Problem details –
There is one span to output from the data below: the lines starting at the line with "The function indicates a point for each instance of the mouth" and ending at the line with "The function indicates a point for each instance of the white". Output it exactly, ends included, nothing more.

:::

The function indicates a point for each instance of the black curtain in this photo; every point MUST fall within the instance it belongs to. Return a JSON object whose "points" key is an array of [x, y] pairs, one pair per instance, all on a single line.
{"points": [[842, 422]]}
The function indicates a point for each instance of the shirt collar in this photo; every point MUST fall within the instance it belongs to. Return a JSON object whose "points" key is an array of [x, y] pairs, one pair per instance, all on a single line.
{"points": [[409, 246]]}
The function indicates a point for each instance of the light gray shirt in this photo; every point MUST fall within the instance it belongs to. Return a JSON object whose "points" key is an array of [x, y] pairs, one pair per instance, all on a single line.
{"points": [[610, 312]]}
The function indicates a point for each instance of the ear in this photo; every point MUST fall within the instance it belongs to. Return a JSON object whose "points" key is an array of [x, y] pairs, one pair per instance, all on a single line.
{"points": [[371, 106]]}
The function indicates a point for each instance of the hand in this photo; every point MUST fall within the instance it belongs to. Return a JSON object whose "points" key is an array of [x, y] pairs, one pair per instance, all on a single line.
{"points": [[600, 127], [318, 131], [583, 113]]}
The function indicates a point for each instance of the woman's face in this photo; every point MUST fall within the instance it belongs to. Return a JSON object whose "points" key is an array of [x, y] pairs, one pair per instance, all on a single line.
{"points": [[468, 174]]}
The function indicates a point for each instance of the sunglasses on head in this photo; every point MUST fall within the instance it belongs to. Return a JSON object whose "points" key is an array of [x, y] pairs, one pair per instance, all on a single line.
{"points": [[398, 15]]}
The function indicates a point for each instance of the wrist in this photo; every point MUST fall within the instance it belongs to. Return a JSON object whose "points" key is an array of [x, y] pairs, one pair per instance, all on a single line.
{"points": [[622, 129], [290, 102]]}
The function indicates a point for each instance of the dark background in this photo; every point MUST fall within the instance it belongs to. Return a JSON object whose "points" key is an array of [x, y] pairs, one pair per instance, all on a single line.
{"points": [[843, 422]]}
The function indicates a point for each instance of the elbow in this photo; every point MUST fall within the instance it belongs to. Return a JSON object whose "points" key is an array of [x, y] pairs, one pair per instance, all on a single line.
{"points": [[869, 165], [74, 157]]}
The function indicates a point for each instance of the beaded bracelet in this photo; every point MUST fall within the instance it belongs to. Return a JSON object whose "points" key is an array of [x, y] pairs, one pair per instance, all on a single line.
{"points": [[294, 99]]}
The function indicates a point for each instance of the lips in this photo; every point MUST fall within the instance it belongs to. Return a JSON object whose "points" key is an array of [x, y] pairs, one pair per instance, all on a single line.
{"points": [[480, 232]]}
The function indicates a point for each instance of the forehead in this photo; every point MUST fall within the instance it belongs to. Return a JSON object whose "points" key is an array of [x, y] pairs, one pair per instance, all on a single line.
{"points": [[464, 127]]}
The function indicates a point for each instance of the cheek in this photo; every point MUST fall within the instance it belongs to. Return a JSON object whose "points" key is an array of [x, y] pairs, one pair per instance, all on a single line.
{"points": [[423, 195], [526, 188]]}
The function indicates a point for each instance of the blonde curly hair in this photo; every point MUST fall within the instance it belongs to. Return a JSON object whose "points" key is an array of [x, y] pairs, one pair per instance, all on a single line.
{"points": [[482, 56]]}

:::

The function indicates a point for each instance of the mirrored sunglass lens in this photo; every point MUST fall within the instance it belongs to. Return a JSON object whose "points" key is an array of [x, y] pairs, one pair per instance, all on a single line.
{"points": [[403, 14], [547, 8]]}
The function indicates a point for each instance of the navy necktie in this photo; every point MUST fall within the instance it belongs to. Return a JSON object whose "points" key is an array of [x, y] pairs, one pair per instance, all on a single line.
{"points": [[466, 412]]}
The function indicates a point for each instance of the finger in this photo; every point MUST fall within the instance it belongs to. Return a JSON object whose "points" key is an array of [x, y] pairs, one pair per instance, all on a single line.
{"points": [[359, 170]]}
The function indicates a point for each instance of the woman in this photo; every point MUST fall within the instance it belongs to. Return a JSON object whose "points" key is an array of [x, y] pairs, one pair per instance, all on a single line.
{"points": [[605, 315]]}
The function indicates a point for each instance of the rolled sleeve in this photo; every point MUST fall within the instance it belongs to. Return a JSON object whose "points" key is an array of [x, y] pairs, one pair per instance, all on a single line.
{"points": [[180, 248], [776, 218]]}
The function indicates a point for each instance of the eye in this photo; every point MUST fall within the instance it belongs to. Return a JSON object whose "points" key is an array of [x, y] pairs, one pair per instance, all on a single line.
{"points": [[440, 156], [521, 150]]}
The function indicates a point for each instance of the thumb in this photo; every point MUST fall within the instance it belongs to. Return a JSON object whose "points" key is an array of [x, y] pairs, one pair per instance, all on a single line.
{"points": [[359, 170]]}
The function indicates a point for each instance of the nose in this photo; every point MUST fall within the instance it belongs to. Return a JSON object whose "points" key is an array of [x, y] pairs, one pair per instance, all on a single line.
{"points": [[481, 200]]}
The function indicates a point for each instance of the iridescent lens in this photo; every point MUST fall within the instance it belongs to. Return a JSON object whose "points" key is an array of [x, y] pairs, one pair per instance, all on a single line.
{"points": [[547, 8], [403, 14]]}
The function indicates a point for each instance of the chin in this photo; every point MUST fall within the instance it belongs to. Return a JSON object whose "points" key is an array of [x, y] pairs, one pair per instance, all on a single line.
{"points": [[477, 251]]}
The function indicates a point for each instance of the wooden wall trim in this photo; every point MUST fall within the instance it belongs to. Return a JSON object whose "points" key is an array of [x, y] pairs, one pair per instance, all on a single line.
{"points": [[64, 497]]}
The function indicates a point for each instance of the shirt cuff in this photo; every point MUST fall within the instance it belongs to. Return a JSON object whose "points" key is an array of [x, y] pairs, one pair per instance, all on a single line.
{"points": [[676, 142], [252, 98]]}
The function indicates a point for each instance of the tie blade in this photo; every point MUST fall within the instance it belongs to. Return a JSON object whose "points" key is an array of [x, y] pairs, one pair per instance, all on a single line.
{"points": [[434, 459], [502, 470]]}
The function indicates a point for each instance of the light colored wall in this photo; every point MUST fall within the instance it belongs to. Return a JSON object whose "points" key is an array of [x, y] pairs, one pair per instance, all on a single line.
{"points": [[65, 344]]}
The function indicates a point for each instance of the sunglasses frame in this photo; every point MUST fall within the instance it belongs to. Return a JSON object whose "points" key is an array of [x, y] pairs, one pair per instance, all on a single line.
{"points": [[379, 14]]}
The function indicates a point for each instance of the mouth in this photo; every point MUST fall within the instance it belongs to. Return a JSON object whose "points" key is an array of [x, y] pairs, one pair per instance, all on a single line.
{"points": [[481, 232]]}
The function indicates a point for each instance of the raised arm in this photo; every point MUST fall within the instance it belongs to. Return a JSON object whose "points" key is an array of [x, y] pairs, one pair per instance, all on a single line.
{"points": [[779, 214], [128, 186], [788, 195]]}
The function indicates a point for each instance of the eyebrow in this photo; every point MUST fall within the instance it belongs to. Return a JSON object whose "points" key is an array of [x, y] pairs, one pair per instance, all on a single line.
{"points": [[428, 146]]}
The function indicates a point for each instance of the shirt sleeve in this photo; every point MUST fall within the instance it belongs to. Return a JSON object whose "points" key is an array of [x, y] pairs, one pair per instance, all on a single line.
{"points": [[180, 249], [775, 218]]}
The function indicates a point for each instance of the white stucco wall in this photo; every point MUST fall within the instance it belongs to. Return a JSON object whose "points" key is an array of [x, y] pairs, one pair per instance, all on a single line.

:::

Task response –
The function indicates a point for each instance of the mouth in this photo; every point MUST fall within the instance it belongs to. Return a JSON object whose "points" key is an array of [x, y] pairs, one pair per instance, all on a single line.
{"points": [[481, 232]]}
The function indicates a point for each instance of the raised arm in this photo; every point MUST fall within the instance it belongs to. Return a JSON object whose "points" key is an array of [x, y] pairs, one pair per instance, all on a single line.
{"points": [[779, 214], [128, 186], [788, 195]]}
The function indicates a point for each instance of the eyebrow in this photo; every point MUST fall within the instance it belongs to. Return a JSON object whose "points" key is an array of [x, y] pairs, one pair per instance, all on a single line.
{"points": [[428, 146]]}
The function indicates a point for each instance of the shirt sleeve in this photo; every point MUST fall within the instance it belongs to. Return a JSON object whose "points" key is an array of [x, y] pairs, one pair per instance, all on a single line.
{"points": [[180, 249], [775, 218]]}
The function indicates a point for each instance of the white stucco wall in this photo; every point MUST fall within the instance it belongs to. Return a JSON object whose "points" key is an array of [x, y] pairs, one pair per instance, all on a single line.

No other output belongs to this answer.